§ DIRECTIONS
Below are the records; count the lines that include the string "instance" and give only that number.

§ EXCERPTED RECORDS

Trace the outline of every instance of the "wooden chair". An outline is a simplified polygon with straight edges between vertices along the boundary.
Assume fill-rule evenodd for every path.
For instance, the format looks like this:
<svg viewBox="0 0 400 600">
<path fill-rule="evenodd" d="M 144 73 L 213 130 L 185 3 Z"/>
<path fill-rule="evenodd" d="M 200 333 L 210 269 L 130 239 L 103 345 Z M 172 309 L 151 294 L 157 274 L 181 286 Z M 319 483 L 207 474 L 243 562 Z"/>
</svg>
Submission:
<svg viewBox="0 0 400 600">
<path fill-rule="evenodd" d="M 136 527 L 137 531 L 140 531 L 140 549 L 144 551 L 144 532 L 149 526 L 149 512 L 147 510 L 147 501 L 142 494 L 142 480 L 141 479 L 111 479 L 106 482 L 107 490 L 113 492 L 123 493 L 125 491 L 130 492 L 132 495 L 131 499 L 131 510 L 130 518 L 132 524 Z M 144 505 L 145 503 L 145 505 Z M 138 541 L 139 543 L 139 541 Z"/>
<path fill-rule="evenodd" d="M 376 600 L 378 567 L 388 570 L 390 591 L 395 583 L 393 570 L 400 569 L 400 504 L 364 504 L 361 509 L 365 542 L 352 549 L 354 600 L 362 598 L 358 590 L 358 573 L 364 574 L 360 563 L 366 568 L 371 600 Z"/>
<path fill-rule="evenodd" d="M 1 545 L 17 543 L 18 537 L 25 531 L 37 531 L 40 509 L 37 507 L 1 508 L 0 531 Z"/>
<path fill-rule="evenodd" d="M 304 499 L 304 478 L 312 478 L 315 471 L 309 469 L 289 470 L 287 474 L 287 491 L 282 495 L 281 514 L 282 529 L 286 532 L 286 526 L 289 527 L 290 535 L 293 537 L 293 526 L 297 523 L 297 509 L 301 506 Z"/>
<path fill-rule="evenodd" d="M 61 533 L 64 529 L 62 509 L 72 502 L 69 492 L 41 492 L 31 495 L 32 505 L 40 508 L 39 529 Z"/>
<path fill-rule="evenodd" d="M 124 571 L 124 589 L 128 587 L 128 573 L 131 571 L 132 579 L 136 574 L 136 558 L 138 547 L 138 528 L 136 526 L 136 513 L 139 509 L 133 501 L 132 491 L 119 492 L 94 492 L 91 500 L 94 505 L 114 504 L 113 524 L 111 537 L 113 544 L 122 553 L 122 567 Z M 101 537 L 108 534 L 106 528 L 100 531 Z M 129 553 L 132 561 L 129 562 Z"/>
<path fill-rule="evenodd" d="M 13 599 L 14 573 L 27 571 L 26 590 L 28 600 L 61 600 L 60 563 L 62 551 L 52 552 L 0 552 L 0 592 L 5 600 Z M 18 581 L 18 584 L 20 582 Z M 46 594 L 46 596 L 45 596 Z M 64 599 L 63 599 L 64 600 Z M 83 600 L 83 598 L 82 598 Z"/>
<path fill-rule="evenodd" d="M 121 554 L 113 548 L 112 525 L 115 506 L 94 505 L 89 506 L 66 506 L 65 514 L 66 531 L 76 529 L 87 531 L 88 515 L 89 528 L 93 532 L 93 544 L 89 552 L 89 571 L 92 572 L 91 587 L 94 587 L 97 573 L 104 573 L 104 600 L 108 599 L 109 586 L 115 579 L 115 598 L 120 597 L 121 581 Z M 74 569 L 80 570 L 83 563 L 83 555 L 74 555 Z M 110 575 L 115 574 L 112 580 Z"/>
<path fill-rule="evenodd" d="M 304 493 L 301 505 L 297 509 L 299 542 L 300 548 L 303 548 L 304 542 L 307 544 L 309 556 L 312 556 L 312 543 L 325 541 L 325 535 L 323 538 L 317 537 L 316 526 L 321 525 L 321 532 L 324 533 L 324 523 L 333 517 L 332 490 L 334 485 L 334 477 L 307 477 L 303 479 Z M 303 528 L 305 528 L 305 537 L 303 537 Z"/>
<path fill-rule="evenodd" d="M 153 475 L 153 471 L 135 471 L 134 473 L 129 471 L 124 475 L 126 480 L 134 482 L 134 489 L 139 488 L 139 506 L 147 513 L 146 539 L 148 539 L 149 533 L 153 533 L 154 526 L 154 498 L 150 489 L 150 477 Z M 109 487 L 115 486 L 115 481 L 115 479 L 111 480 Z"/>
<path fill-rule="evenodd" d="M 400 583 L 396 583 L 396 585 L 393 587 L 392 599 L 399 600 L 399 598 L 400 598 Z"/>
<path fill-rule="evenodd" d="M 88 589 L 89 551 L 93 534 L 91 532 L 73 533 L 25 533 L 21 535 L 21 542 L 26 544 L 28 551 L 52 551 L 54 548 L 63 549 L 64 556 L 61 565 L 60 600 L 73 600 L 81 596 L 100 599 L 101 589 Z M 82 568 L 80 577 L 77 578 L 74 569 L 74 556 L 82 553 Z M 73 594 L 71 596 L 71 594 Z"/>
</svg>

§ SOLUTION TO THIS TASK
2